---- Extract

Among the books to which Parker has contributed are Scribner's British Writers (on L. P. Hartley, 2002), the seventh edition of The Oxford Companion to English Literature (2009), Fifty Gay and Lesbian Books Everybody Must Read (2009) and Britten's Century, published in 2013 to mark the centenary of the composer Benjamin Britten. His edition of G. F. Green's 1952 novel In the Making was published as a Penguin Modern Classic in 2012, and in 2016 he wrote an introduction to the Slightly Foxed edition of Diana Petre's 1975 memoir The Secret Orchard of Roger Ackerley. A full-length animated feature film of J. R. Ackerley's book My Dog Tulip, for which he collaborated on the script and acted as advisor to the producers, was released in 2010.

Parker was a member of the executive committee of English PEN from 1993 to 1997 and a trustee of the PEN Literary Foundation, acting as chair from 1999 to 2000. He was on the committee of the London Library from 1999 to 2002, subsequently becoming a trustee (2004–07); chair of the Royal Horticultural Society's Lindley Library Advisory Committee (2009–2013); and vice-chair of the Council of the Royal Society of Literature (2008–14). From 2014 until 2017 he was a visiting fellow in the School of Arts at the University of Northampton.

Since 1979 Parker has been a frequent contributor of reviews and features to numerous newspapers and magazines, including The Listener, The Independent, The Daily Telegraph, The Sunday Times, The Spectator, The Times Literary Supplement, the New Statesman, The Oldie, Slightly Foxed, Apollo and the gardening quarterly Hortus. He was on the editorial board of the London Library Magazine (2008–2019) while he continues to serve on the editorial board of RIBA's A Magazine. Since 1990 he has been one of the judges of the annual Ackerley Prize for literary autobiography, becoming chair in 2007, and he was for several years one of the judges of the Encore Award for a second novel.

--------
---- Supplied entries

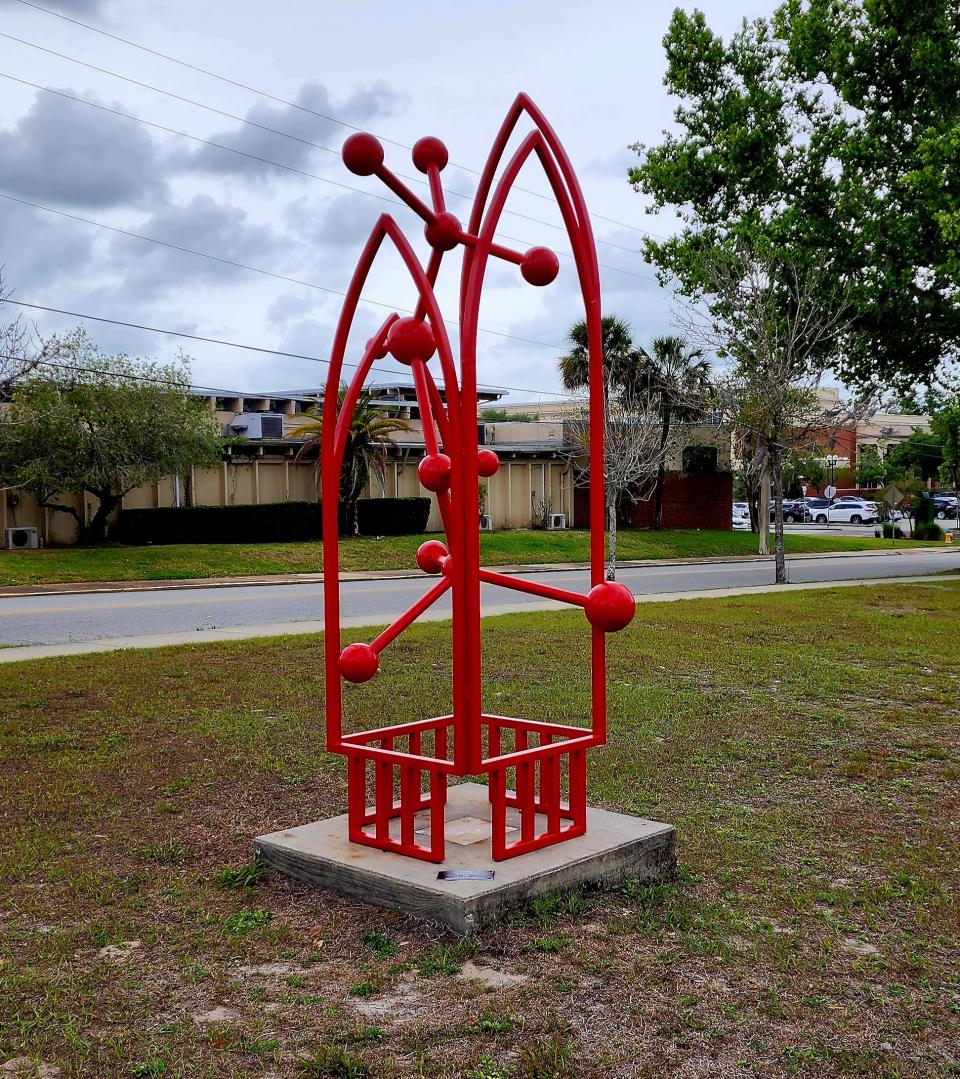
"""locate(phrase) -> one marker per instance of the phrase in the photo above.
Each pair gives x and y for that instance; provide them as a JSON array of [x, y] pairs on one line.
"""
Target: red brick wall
[[689, 502]]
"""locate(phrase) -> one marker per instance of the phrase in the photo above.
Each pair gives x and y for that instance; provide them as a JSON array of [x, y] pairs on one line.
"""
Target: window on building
[[699, 459]]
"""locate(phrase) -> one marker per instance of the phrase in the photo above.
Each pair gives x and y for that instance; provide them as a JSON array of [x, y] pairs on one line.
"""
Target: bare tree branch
[[776, 328]]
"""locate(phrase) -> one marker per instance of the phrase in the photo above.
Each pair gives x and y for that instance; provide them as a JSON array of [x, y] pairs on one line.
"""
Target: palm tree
[[621, 358], [677, 377], [367, 442]]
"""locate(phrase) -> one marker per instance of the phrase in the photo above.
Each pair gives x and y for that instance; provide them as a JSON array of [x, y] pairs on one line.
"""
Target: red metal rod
[[439, 411], [436, 187], [399, 729], [400, 189], [433, 271], [413, 612], [536, 752], [423, 399], [534, 587], [398, 756]]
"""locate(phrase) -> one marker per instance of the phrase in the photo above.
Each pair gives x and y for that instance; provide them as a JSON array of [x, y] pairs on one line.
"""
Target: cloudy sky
[[399, 70]]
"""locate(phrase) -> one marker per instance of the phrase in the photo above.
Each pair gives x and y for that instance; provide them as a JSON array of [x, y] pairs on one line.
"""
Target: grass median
[[807, 753], [184, 561]]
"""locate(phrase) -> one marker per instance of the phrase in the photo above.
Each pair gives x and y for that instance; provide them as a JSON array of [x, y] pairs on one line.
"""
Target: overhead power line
[[263, 127], [248, 347], [252, 269], [285, 101], [290, 168]]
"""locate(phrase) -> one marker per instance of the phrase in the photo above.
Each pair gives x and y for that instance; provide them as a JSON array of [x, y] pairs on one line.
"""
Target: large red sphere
[[430, 556], [488, 462], [609, 606], [358, 663], [434, 472], [411, 339], [429, 151], [539, 265], [362, 153], [443, 234]]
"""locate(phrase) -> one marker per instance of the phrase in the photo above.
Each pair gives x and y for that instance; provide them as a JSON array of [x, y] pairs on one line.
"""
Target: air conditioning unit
[[22, 538], [257, 425]]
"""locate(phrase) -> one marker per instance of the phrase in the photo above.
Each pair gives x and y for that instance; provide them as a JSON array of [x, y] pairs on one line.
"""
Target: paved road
[[49, 619]]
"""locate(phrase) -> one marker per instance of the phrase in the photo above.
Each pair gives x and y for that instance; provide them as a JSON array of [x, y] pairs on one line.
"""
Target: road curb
[[99, 587], [29, 652]]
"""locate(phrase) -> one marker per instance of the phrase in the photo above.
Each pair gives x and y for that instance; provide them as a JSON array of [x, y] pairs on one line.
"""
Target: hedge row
[[271, 522]]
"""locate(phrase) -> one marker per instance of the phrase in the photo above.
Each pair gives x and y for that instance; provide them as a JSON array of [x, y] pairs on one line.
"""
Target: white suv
[[848, 511]]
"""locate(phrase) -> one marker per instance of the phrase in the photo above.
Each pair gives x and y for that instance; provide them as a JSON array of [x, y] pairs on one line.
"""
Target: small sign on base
[[476, 889]]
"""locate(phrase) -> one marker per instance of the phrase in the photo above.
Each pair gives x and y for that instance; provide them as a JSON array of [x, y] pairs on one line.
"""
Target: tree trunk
[[661, 474], [764, 511], [96, 531], [612, 543], [779, 556]]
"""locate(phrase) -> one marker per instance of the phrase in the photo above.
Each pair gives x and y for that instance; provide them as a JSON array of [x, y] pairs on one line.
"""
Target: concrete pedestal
[[615, 846]]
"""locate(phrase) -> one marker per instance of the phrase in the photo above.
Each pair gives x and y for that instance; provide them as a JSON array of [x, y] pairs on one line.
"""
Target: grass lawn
[[808, 753], [394, 552]]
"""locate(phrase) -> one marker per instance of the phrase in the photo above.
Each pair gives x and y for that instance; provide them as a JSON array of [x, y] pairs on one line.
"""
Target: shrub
[[270, 522], [392, 517], [928, 530]]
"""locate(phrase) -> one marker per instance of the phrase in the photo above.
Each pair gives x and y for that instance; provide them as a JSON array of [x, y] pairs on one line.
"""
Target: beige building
[[260, 463]]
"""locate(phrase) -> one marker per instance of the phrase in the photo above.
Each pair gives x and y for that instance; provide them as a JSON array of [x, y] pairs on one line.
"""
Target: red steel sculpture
[[528, 763]]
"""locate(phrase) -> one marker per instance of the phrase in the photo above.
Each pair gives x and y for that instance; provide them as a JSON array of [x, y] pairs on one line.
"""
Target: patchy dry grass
[[807, 750], [393, 552]]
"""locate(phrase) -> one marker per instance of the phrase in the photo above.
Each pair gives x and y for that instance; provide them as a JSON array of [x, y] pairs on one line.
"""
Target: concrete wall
[[689, 502], [513, 493]]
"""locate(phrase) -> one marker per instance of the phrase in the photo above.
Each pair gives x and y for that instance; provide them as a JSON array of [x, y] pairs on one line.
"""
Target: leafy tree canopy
[[104, 425], [830, 135]]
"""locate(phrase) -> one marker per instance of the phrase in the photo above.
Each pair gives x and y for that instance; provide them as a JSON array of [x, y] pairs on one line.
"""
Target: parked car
[[847, 513], [945, 506], [794, 511], [814, 506]]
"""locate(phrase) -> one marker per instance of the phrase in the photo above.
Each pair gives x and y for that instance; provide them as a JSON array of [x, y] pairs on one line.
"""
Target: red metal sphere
[[539, 265], [443, 234], [429, 151], [381, 352], [362, 153], [609, 606], [430, 556], [358, 663], [411, 339], [434, 472], [488, 462]]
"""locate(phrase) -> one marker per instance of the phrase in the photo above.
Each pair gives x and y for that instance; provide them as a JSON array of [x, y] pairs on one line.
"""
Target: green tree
[[823, 135], [368, 439], [632, 451], [920, 456], [945, 426], [104, 425], [805, 465], [679, 380], [872, 468], [624, 362]]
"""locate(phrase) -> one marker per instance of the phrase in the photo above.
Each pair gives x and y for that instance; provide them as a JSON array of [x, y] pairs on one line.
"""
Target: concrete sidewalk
[[95, 587], [289, 629]]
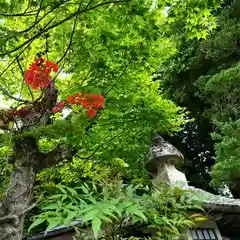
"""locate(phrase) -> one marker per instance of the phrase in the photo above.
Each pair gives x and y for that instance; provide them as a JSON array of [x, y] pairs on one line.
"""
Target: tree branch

--------

- _Task set_:
• A. According to the passage on Parker, in what year did he become chair of the judges of the Ackerley Prize?
• B. Transcribe the passage on Parker from "Among the books" up to and including "released in 2010.".

- _Answers for each item_:
• A. 2007

• B.
Among the books to which Parker has contributed are Scribner's British Writers (on L. P. Hartley, 2002), the seventh edition of The Oxford Companion to English Literature (2009), Fifty Gay and Lesbian Books Everybody Must Read (2009) and Britten's Century, published in 2013 to mark the centenary of the composer Benjamin Britten. His edition of G. F. Green's 1952 novel In the Making was published as a Penguin Modern Classic in 2012, and in 2016 he wrote an introduction to the Slightly Foxed edition of Diana Petre's 1975 memoir The Secret Orchard of Roger Ackerley. A full-length animated feature film of J. R. Ackerley's book My Dog Tulip, for which he collaborated on the script and acted as advisor to the producers, was released in 2010.